Information shown:
(begin)

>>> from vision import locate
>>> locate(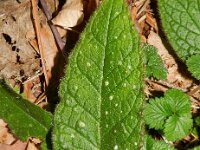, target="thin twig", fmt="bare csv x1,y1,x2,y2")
31,0,49,85
40,0,65,54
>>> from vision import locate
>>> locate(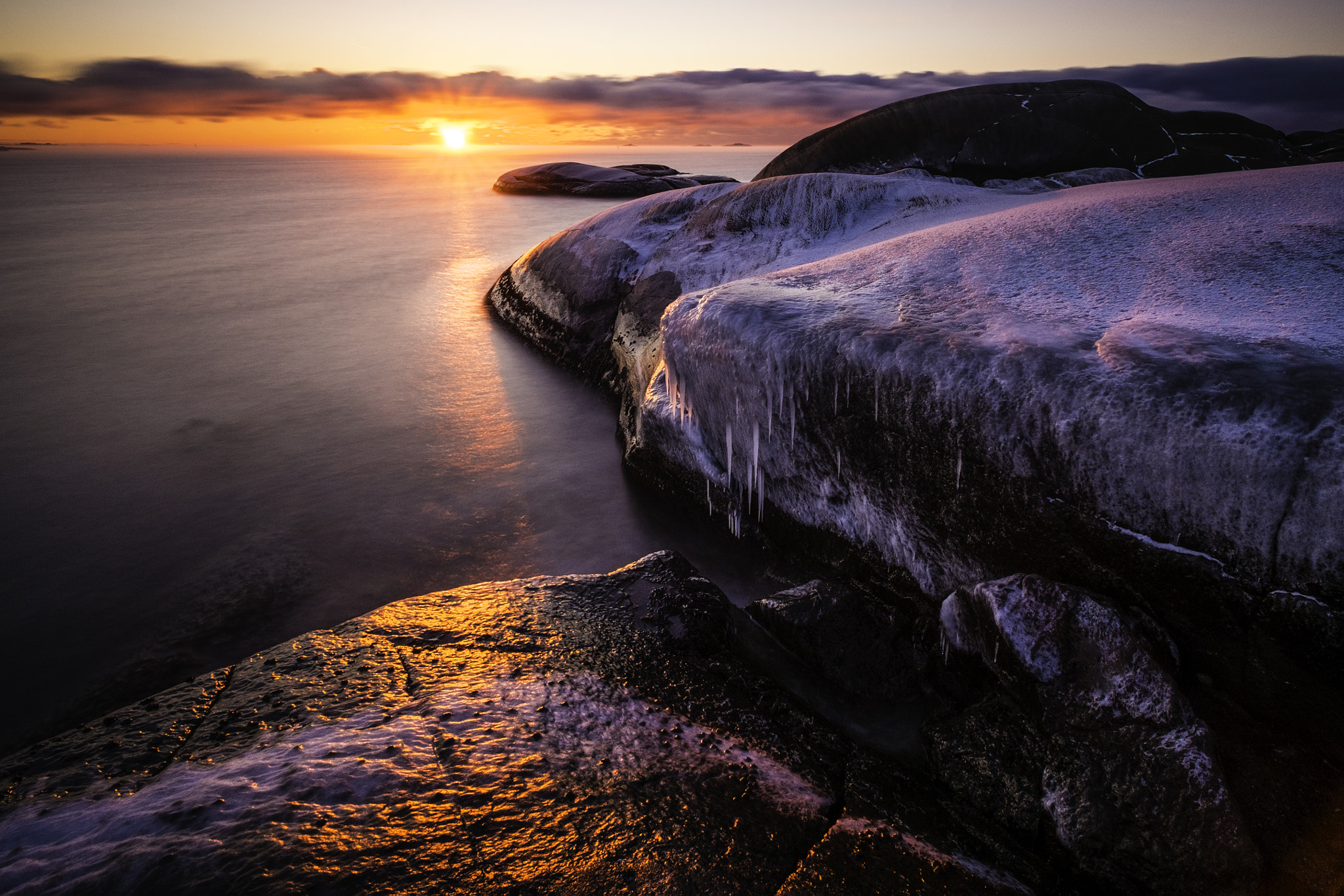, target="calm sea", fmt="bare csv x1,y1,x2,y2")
0,148,777,750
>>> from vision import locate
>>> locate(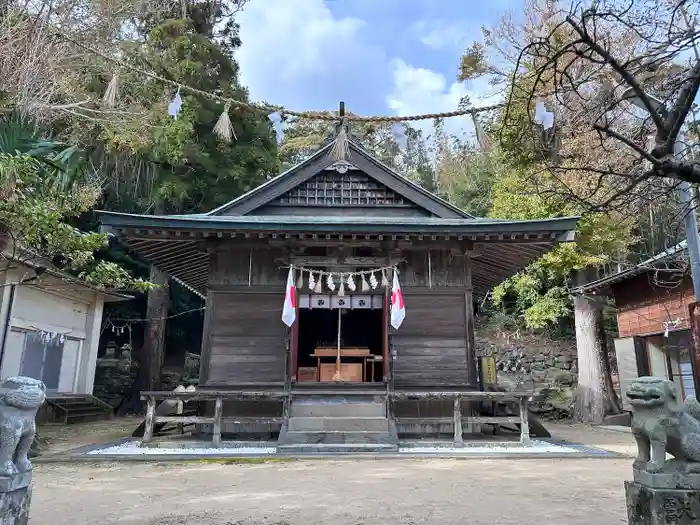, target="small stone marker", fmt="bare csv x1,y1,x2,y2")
625,377,700,525
0,377,46,525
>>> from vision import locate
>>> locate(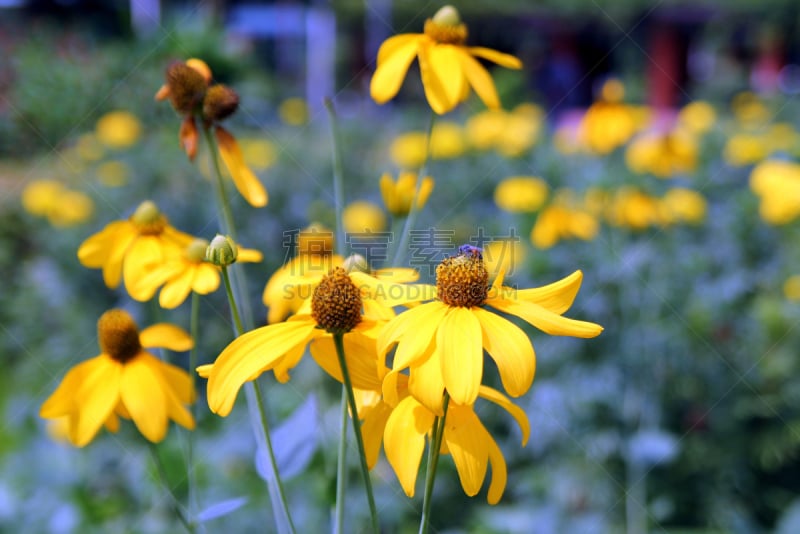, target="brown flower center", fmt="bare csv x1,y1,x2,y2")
311,267,361,334
97,309,142,363
436,253,489,308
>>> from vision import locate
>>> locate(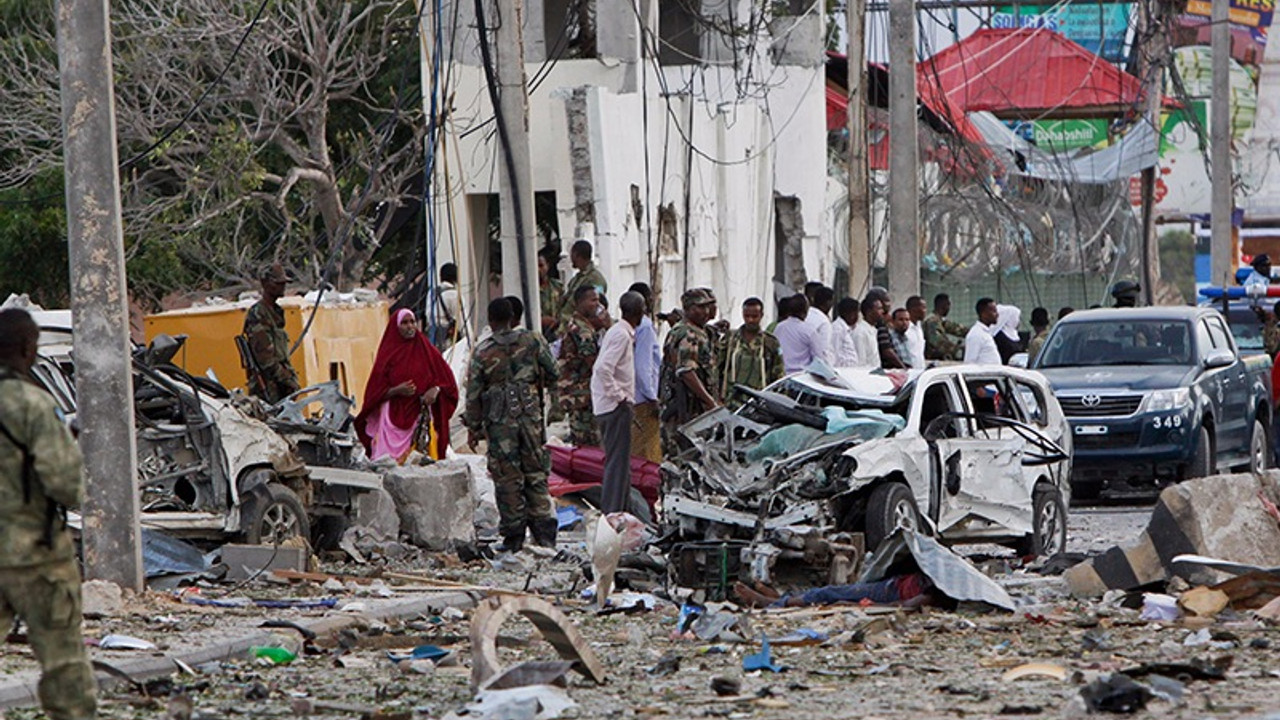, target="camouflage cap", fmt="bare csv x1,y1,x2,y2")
257,263,289,283
680,287,716,307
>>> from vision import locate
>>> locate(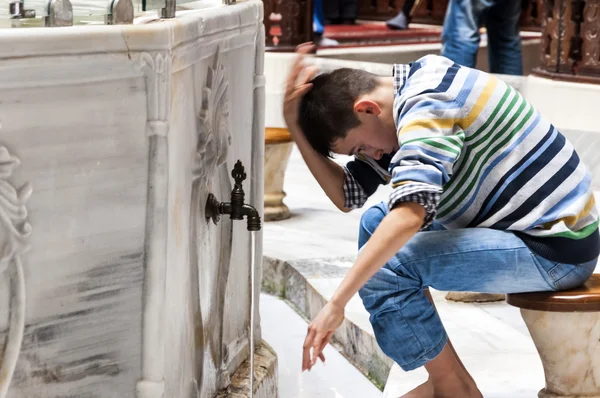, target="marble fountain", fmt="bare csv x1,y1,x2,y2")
0,0,277,398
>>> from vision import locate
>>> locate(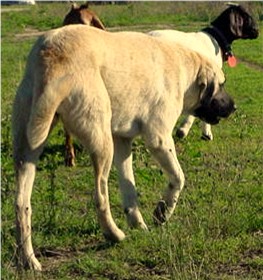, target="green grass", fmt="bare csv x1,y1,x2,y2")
1,2,263,280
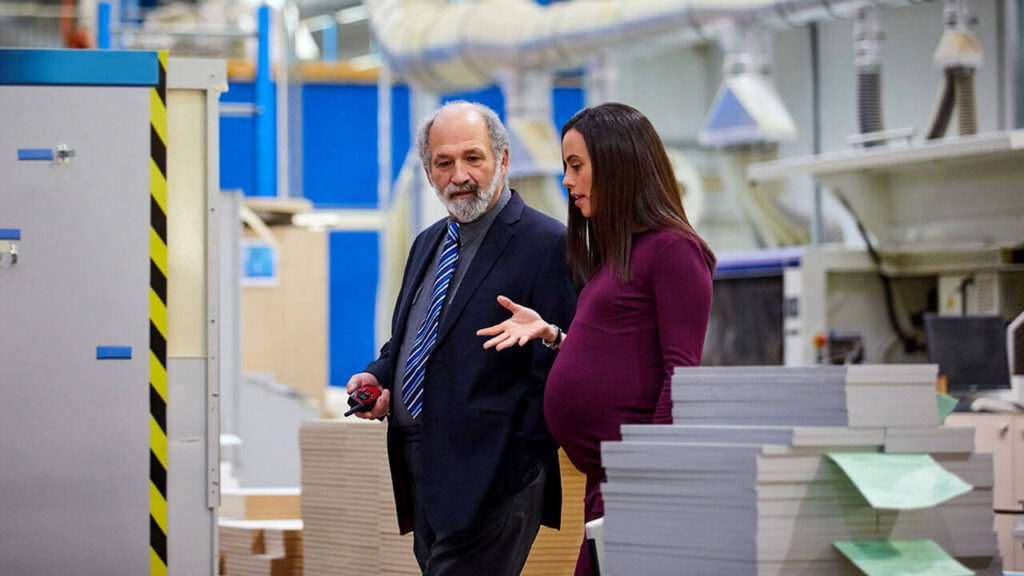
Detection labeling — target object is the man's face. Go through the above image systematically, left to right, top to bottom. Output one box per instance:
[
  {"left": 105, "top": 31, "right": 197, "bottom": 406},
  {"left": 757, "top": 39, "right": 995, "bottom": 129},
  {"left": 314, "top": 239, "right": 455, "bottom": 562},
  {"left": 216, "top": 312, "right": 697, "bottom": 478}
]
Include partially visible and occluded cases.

(end)

Exercise task: Begin with the line that contains "Detection labeling —" and end with the last line of the records; set down every line in that span exactly, and nothing else.

Task result:
Detection labeling — target object is the man's face. Go through the above image systematically, left to right, top to bottom. Output one box per instance:
[
  {"left": 105, "top": 31, "right": 197, "bottom": 406},
  {"left": 757, "top": 39, "right": 995, "bottom": 129},
  {"left": 314, "top": 239, "right": 455, "bottom": 562},
  {"left": 216, "top": 312, "right": 697, "bottom": 478}
]
Include partially visible and occluded cases.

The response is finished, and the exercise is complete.